Excerto da página:
<<<<

Juros elevados têm impactos no crédito habitação em Portugal: quais?
Ao que tudo indica, a nova subida das taxas diretoras pelo regulador europeu vai continuar a ter impacto nos créditos habitação em Portugal à boleia da subida dos juros, reforçando várias tendências visíveis neste mercado:
- Dificuldade em aceder ao crédito habitação continua: com a subida dos juros, os bancos portugueses estão a financiar menos empréstimos para comprar casa, tal como revela o Banco de Portugal (BdP), que também já avisou que o arrefecimento da procura deverá continuar, pelo menos, até ao terceiro trimestre de 2023. Os juros e os preços das casas em alta, somados ao menor poder de compra, também colocam um travão no acesso ao crédito devido ao cálculo da taxa de esforço, que inclui o teste de stress de 3%, uma norma que deverá cair para os 1,5% em breve. Por outro lado, há também casos em que a avaliação bancária é inferior ao preço de venda, dificultando o acesso ao crédito, pois o empréstimo é concedido pela avaliação (o mais baixo dos dois), sendo preciso dar maior valor de entrada;
- Amortizações antecipadas no crédito habitação a escalar:este movimento disparou em 2023 e deverá manter-se, já que o Governo eliminou as comissões e impostos à amortização antecipada dos créditos a taxa variável e, agora, permite o resgate do Plano Poupança Reforma para pagar a prestação ou amortizar o empréstimo. Assim as famílias conseguem baixar as prestações da casa ou até ficar livres da dívida à banca;
- Renegociações dos créditos habitação em alta: dado que há cada vez mais famílias em dificuldade em pagar a prestação da casa devido à subida dos juros, as renegociações dos créditos habitação têm vindo a subir, sobretudo depois de o Governo ter criado novas regras para renegociar os créditos;
- Procura de crédito habitação está a mudar: com a subida dos juros, as famílias estão a comprar casas mais baratas e a pedir créditos habitação de menor valor, tal como indica o relatório trimestral do idealista/créditohabitação em Portugal. Além disso, estão a dar maior valor de entrada no empréstimo e a optar cada vez mais por taxas mistas e fixas;
- Oferta de crédito habitação adapta-se (e fica mais rigorosa): com a procura de crédito habitação a descer e a mudar, os bancos tendem a adaptar a sua oferta para atrair clientes. Uma das formas é baixar o spread para créditos de risco médio. E também optam por criar ofertas de taxa mista mais atrativas, já que estão a ser mais procuradas. Por outro lado, para os empréstimos de maior risco – para famílias com menores rendimentos e garantias, por exemplo –, os bancos estão a optar por subir os spreads, de forma a evitar situações de incumprimento.

>>>>

Material apresentado:

<<<<

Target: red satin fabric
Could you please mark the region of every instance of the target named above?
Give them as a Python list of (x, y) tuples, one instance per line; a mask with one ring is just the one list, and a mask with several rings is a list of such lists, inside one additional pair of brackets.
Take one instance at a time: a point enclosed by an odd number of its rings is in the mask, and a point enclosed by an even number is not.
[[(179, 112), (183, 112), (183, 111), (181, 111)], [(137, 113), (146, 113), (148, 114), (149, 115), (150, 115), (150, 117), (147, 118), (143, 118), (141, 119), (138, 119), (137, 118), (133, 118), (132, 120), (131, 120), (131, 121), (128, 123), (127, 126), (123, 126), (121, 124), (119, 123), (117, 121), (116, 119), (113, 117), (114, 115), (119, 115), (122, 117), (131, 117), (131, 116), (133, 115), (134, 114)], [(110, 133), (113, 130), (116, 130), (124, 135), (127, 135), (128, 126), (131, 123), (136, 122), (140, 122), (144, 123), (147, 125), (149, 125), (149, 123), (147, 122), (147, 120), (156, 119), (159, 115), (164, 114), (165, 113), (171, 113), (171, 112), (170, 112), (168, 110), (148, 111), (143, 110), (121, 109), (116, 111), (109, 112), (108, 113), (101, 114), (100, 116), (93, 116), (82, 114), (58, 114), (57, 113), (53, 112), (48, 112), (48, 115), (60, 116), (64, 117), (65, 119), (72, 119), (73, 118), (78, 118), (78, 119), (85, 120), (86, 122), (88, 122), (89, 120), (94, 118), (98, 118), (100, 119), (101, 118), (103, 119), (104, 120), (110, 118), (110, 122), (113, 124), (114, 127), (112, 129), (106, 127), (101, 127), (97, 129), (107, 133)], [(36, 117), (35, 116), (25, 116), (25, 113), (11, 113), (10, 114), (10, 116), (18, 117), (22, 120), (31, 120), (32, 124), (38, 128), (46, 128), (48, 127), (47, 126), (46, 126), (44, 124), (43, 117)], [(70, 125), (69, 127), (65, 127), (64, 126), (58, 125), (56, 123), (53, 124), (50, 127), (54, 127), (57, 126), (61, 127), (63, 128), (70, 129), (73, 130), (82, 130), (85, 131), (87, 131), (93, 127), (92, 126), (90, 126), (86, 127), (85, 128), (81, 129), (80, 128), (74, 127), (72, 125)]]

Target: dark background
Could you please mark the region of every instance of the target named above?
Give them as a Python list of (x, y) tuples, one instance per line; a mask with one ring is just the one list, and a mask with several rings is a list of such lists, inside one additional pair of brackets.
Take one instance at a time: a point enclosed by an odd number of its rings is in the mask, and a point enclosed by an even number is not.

>>>>

Problema a resolver: Continua o texto sobre o impacto dos juros elevados no crédito habitação em Portugal a partir da última frase apresentada.

Resultado da tarefa:
“Em zonas stressadas, é muito difícil para uma família de classe média, sem poupanças prévias ou casa, poder adquirir um apartamento”, aposta o economista Miguel Córdoba
Portanto, o endurecimento da política monetária vai afetar mais as famílias com baixos rendimentos, uma vez que os altos preços das casas e dos juros, elevam as prestações para patamares incomportáveis, dificultando o acesso ao crédito habitação. Além disso, para estes casos, os bancos tendem a ser mais cautelosos em conceder empréstimos.
Para Miguel Córdoba, “o problema não é a solvência, mas o rendimento disponível. Se ganhares 2.000 euros por mês, não podes contrair um crédito habitação de 300.000 euros. E se ganhares 4.000 euros e decidires comprar casa, a prestação de 1.200 euros/mês que vais pagar não é o mais relevante, porque se a inflação estiver controlada em 2024, a prestação provavelmente vai descer para 1.150 euros, isto se o crédito habitação for a taxa variável”, continua.
“A questão é que há poucas pessoas que ganham 4.000 euros por mês (ou mais) e, portanto, a procura por não investidores diminui. Em zonas stressadas, é muito difícil para uma família normal de classe média, sem poupanças prévias ou casa, poder adquirir um apartamento”, conclui o economista espanhol em declarações ao idealista/news.
Qual será o rumo das taxas de juro na reunião de outubro?
O Conselho do BCE garantiu esta quinta-feira que os anteriores aumentos das taxas de juro estão a ser transmitidos de “forma vigorosa” à economia, reduzindo a procura de financiamento, “o que constitui um importante fator para fazer a inflação regressar ao objetivo [de 2%]”. Mas admitiu também que, para atingir esse objetivo, vai assegurar que “as taxas de juro diretoras sejam fixadas em níveis suficientemente restritivos, durante o tempo que for necessário”.
Os atuais níveis dos juros diretores poderão estar para ficar. Mas haverá novos aumentos na reunião agendada para o próximo dia 26 de outubro? Christine Lagarde deixou a porta aberta para que haja uma pausa na subida dos juros, mas deixou um apelo aos governos europeus. “Os governos devem continuar a retirar medidas de apoio à economia”, para reduzir as pressões inflacionistas, caso contrário poderá existir “uma reação ainda mais forte da política monetária”, frisou. Embora tenha admitido que possa pausar a subida dos juros na próxima reunião, a presidente da instituição diz que “é demasiado cedo para dizer se as taxas de juro do BCE atingiram o seu pico”.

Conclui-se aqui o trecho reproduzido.